Jaaaaaa! Genau das war es!

offen war zu und zu war offen, kann ja nicht klappen|kopfkrat

Jetzt ist wieder alles im Lot, vielen Dank dass ihr mir geholfen und mich nicht verhöhnt habt... hatte die 10 Schnur übrigens um ein Buch gewickelt um ein Gewurschtel zu verhindern |supergri.

Gracias, Andi


----------



## hippos (24. Juni 2007)

*AW: Neuling versteht den Umgang mit der Rolle nicht...*

Super !
Hat jeder mal angefangen  #h


----------



## fish4fun (24. Juni 2007)

*AW: Neuling versteht den Umgang mit der Rolle nicht...*

Und wie war der erste Buchdrill?|rolleyes

Das war eine klasse Anfrage und ich hätte nicht gedacht das Dir so schnell geholfen werden kann, ich hätte des Rätsels Lösung nicht gewusst.

Gruß und viel Erfolg in Deiner Anglerlaufbahn.


----------



## donlotis (24. Juni 2007)

*AW: Neuling versteht den Umgang mit der Rolle nicht...*



HarryHaller schrieb:


> Ich hatte die 10 Schnur übrigens um ein Buch gewickelt um ein Gewurschtel zu verhindern |supergri.

• • •

ZU ERLEDIGEN ::
[1] Prüfe anhand des zitierten Textes, ob die folgenden Aussagen zutreffen, und belege jedes Ja oder Nein mit den entscheidenden Worten im genauen Wortlaut: (a) Andi hatte die Schnur um ein Buch gewickelt. (b) fish4fun hätte die Lösung des Rätsels gekannt. (c) Der Beitrag von hippos stammt vom 24. Juni 2007.
[2] Was wollte Andi laut dem zitierten Text verhindern, indem er die Schnur um ein Buch wickelte?

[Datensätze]
• • •

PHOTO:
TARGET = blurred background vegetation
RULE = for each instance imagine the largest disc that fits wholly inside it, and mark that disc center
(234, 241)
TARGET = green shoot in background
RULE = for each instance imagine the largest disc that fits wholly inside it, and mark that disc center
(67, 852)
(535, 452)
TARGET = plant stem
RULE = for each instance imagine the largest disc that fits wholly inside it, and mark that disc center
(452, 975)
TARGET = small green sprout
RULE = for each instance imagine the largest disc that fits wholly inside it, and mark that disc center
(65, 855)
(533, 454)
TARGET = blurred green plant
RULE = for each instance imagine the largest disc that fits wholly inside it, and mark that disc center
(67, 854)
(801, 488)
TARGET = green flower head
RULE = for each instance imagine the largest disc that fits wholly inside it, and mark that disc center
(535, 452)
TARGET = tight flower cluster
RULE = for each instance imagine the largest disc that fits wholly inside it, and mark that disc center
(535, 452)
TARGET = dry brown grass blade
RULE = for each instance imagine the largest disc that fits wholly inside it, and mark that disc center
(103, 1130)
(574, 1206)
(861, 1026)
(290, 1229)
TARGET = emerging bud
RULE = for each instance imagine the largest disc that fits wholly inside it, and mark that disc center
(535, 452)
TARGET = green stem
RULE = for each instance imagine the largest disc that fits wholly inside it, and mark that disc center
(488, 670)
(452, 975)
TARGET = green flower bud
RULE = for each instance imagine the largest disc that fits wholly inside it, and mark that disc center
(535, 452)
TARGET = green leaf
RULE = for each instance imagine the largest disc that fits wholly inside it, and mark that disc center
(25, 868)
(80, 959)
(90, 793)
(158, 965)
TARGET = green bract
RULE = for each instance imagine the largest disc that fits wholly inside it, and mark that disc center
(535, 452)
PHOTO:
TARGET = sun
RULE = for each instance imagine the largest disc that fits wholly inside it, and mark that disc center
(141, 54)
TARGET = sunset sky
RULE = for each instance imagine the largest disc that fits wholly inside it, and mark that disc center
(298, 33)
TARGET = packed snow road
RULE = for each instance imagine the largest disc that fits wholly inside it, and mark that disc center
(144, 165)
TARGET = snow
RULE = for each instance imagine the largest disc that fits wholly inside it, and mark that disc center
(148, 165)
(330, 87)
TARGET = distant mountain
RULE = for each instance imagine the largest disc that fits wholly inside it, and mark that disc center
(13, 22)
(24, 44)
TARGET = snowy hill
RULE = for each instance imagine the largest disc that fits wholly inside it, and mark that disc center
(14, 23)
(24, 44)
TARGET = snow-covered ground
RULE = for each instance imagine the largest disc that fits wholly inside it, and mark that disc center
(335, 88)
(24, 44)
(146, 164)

• • •

ANTWORTEN JE AUFGABE ::
[1]
(a) Ja: „hatte die 10 Schnur übrigens um ein Buch gewickelt“
(b) Nein: „ich hätte des Rätsels Lösung nicht gewusst“
(c) Ja: „hippos (24. Juni 2007)“

[2] Ein Gewurschtel.